■ Page extract:

□ □ □ □

Are inmates and youth offenders working in Oregon city, county, and state correctional programs covered by Oregon OSHA?
Plain-English summary
OR-OSHA's enforcement manager asked whether inmates working in city, county, and state correctional programs were covered by Oregon's occupational safety and health laws.
The AG's analysis turned on a definitional chain. OR-OSHA jurisdiction reaches "places of employment" where "employees" work. ORS 654.025; ORS 654.005(8). An "employee" is defined to include any individual provided with workers' compensation coverage under ORS chapter 656, "whether by operation of law or by election." ORS 654.005(4). So jurisdictional reach was tied to the workers' comp coverage status of the worker.
For city and county jail inmates, ORS 656.041(2) lets the city or county elect to treat working inmates as subject workers, which compels workers' comp coverage. The AG concluded that:
- If the city/county elected coverage: the inmate became a subject worker, so an "employee" under ORS 654.005(4), and OR-OSHA had jurisdiction over the worksite.
- If no election: the inmate was not an "employee" under the workers' comp definitional chain. The AG cited Westfall v. Multnomah County, 57 Or App 459 (1982), which held that an inmate on a county work crew was not a subject worker absent an ORS 656.041 election because the inmate was a "conscript," not an employee. Without an employee, no place of employment, no OR-OSHA jurisdiction. The AG also confirmed that no other Oregon statute imposed an injury/illness recordkeeping duty on entities using inmate labor outside the OSHA framework.
The reasoning rested on the workers' comp definition's "engage to furnish services for a remuneration" language. ORS 656.005(30) and the parallel ORS 654.005(4). "Engage" in the work context implies an agreement to serve. Hopkins v. Kobos Co., 186 Or App 273 (2003). Inmates compelled to work as a condition of incarceration are not engaging in employment; they are conscripts. Westfall, 57 Or App at 462. Article I, section 41(6) of the Oregon Constitution gives cities and counties authority to compel inmates into work and on-the-job-training programs, which underscored the involuntary character.
For youth offenders working under ORS 420.060 to 420.074, the analysis was different because ORS 420.074 expressly extended the protections of ORS chapters 652 (wage payment), 654 (OSHA), and 656 (workers' comp) "to the same extent as other employees of their employer under 21." That statute removed the conscript-status barrier; the offender's work-program status did not strip OR-OSHA jurisdiction. But OR-OSHA still had to show that the youth met the ORS 654.005(4) employee definition. So the test on the ground:
- Did the employer elect (or was the employer required to provide) workers' comp coverage under ORS chapter 656? OR
- Was the youth subject to the direction and control of the employer?

□ □ □ □

(Box-labeled dataset extracts)
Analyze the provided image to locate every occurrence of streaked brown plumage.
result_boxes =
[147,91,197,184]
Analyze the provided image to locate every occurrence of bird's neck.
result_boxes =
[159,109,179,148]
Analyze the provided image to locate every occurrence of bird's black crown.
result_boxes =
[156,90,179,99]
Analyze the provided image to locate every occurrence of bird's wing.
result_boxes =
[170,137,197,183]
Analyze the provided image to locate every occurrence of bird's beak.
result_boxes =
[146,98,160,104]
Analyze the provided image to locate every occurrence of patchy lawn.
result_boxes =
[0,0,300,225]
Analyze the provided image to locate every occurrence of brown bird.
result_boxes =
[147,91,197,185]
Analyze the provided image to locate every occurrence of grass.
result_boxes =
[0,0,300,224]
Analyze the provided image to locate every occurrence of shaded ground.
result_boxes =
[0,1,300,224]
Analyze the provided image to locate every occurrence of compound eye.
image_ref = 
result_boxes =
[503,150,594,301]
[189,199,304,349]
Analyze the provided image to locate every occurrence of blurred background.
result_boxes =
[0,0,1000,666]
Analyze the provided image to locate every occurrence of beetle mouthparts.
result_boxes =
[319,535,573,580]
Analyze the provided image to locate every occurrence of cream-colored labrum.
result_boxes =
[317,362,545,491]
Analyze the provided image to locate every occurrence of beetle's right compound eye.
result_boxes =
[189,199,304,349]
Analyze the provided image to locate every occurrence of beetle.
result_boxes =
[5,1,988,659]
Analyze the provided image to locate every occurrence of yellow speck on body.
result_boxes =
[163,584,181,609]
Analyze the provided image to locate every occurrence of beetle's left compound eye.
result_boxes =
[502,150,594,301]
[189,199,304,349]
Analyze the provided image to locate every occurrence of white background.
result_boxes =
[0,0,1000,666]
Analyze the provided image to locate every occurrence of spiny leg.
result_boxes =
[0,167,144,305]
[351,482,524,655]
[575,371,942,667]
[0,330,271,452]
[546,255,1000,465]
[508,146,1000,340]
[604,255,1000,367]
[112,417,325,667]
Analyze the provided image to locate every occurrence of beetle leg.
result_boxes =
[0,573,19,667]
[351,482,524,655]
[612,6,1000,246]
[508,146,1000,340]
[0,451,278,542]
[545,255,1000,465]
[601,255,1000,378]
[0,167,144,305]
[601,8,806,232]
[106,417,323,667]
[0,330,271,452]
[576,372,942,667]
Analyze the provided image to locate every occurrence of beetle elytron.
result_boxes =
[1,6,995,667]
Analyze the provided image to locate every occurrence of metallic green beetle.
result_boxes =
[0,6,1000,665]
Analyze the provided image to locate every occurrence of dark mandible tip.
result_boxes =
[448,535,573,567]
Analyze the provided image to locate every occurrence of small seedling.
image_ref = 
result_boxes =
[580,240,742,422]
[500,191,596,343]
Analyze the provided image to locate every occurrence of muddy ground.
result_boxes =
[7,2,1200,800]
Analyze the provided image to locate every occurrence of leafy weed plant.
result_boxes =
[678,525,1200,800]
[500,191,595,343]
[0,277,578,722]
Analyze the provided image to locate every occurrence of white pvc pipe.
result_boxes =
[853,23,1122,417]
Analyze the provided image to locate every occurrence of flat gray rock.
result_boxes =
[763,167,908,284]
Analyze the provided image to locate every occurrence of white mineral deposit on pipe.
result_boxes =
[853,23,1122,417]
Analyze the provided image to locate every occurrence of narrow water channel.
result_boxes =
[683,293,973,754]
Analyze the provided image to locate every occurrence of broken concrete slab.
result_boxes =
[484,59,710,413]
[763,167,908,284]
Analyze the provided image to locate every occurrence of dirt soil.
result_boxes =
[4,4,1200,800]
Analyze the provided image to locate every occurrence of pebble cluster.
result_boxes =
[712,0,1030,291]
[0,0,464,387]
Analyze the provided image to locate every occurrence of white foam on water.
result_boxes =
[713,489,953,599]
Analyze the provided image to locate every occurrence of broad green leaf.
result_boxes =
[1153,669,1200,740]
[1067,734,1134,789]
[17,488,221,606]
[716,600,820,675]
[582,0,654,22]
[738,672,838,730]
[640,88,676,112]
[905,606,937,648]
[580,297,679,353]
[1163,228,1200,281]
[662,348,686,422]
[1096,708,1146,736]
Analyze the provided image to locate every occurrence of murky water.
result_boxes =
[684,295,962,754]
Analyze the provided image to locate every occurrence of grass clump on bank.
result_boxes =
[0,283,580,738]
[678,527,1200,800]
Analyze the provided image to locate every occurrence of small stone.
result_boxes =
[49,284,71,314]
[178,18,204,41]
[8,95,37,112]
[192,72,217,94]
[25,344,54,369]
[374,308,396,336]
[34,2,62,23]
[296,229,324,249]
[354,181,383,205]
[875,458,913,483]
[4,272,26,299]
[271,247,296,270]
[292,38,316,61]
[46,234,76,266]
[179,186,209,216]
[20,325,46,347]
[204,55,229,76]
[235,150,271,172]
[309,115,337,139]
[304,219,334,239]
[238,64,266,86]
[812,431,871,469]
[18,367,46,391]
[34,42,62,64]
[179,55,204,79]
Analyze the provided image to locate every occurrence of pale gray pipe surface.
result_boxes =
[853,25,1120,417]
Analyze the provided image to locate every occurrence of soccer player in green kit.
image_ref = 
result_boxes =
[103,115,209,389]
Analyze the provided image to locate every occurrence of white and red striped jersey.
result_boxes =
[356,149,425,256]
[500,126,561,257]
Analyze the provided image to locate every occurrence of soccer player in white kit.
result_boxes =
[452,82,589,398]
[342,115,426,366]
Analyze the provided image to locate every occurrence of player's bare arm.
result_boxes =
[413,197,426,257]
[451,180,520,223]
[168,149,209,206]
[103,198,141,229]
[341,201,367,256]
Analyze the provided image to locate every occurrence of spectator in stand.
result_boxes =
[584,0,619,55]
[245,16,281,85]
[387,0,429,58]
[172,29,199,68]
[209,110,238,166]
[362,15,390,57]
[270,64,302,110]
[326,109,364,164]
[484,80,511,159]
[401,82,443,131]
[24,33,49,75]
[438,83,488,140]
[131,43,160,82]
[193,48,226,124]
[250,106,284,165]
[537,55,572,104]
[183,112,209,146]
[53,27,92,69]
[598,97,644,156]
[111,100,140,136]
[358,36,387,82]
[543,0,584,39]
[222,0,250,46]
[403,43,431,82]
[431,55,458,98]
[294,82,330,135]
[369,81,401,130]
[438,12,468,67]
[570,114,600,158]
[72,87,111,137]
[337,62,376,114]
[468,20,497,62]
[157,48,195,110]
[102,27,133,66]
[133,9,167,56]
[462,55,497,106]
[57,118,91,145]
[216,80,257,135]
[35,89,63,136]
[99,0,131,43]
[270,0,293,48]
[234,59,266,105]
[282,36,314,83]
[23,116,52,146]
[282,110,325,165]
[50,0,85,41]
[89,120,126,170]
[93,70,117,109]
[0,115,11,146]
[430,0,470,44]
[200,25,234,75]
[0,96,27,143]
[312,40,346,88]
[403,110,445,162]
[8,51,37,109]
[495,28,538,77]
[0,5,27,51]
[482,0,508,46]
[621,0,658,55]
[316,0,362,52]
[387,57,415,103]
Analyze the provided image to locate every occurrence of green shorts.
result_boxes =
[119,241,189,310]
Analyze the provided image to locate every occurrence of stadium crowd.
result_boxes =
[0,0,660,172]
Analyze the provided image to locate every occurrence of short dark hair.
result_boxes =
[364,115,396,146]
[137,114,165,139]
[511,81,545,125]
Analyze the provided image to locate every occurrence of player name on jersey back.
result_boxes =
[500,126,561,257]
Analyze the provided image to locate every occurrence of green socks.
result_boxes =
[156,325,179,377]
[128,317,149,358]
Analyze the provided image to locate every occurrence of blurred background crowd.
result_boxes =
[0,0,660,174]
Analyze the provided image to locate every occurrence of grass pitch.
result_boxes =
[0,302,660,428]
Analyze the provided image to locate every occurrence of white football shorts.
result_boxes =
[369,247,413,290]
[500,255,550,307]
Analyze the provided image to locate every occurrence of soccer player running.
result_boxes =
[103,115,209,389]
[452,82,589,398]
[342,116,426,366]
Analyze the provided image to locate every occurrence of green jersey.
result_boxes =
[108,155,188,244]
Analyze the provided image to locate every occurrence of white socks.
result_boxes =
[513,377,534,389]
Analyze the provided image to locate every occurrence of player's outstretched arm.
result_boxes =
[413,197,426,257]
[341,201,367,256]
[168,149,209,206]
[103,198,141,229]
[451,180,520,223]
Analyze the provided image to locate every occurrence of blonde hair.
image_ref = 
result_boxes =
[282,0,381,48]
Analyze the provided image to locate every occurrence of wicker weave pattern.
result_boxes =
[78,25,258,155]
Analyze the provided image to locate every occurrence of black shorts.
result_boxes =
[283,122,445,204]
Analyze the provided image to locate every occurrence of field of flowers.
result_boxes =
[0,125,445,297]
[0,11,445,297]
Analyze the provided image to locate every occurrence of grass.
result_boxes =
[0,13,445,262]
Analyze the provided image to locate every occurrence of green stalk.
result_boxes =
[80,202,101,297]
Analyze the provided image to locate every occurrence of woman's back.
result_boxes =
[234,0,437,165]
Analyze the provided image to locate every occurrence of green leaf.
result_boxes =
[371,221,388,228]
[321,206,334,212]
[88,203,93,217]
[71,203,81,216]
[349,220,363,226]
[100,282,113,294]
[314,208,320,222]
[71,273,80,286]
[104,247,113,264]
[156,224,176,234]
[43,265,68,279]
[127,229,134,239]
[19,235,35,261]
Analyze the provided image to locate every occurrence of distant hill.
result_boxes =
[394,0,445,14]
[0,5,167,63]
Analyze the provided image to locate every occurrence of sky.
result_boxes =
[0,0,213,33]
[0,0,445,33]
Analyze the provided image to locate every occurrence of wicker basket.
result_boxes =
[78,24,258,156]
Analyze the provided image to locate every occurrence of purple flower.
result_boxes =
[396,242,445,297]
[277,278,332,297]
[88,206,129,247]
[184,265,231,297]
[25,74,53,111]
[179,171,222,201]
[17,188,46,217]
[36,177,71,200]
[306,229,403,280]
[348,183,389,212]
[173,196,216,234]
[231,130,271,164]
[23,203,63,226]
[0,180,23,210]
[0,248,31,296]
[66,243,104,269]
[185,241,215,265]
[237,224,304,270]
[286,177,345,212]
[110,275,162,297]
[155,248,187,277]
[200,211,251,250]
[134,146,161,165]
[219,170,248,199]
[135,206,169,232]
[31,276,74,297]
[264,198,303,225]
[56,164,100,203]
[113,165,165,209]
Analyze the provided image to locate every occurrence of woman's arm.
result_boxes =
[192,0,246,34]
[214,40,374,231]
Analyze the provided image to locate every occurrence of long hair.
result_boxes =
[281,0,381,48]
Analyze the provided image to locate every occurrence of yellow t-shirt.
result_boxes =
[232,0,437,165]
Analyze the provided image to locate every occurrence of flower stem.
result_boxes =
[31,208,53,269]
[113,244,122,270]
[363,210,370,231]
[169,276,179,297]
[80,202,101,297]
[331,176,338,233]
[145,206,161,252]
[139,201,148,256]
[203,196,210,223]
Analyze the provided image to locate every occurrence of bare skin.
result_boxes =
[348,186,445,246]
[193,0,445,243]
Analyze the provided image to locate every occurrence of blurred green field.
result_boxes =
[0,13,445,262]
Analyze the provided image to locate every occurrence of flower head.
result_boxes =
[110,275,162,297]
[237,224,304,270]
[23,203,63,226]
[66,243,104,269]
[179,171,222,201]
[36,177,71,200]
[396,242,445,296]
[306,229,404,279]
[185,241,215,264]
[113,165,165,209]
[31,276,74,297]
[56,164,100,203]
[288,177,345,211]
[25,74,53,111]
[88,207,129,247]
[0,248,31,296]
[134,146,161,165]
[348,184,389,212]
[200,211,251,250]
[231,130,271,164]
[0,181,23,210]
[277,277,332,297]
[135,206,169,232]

□ □ □ □

■ What you need to do:
A - Reproduce the Oregon OSHA coverage summary between "Plain-English summary" and "and health laws.", inclusive, renaming "inmates" to "prisoners".
B - Carry the summary of Oregon OSHA coverage for inmates and youth offenders forward past its final line.

■ Task-by-task results:
A -
Plain-English summary
OR-OSHA's enforcement manager asked whether prisoners working in city, county, and state correctional programs were covered by Oregon's occupational safety and health laws.

B -
If either, OR-OSHA had jurisdiction. The AG was careful to point out that ORS 420.074 was the bridge that made the youth-offender analysis tractable. Without that statute, the same conscript-versus-employee problem from Westfall would have applied.
Currency note
This opinion was issued in 2004. Subsequent statutory amendments, court decisions, or later AG opinions may have changed the analysis. Treat this page as historical context, not current legal advice. Verify current law before relying on any specific rule, deadline, or remedy mentioned here.
Background and statutory framework
OR-OSHA's enforcement reach is defined in ORS 654.025 and OAR 437-001-0020 by the concept of a "place of employment." "Place of employment" is "essentially anywhere employees actually or potentially work." ORS 654.005(8). The definition of "employee" in ORS 654.005(4) is the gatekeeper: an individual is an employee for OSHA purposes if they are "provided with workers' compensation coverage as a subject worker pursuant to ORS chapter 656, whether by operation of law or by election."
That cross-reference makes the OSHA analysis depend on the workers' comp analysis. Workers' comp coverage for jail inmates was governed by ORS 656.041(2), which lets a city or county elect to treat jail inmates performing authorized employment as subject workers. The election triggers the employer obligations in ORS 656.017 to 656.174.
The conscript point came from Westfall. An inmate injured on a county work crew sued for workers' comp benefits. The court held that the inmate was not a subject worker because the county had not made an ORS 656.041 election; the inmate was performing labor as a condition of incarceration, which made him a conscript rather than an employee.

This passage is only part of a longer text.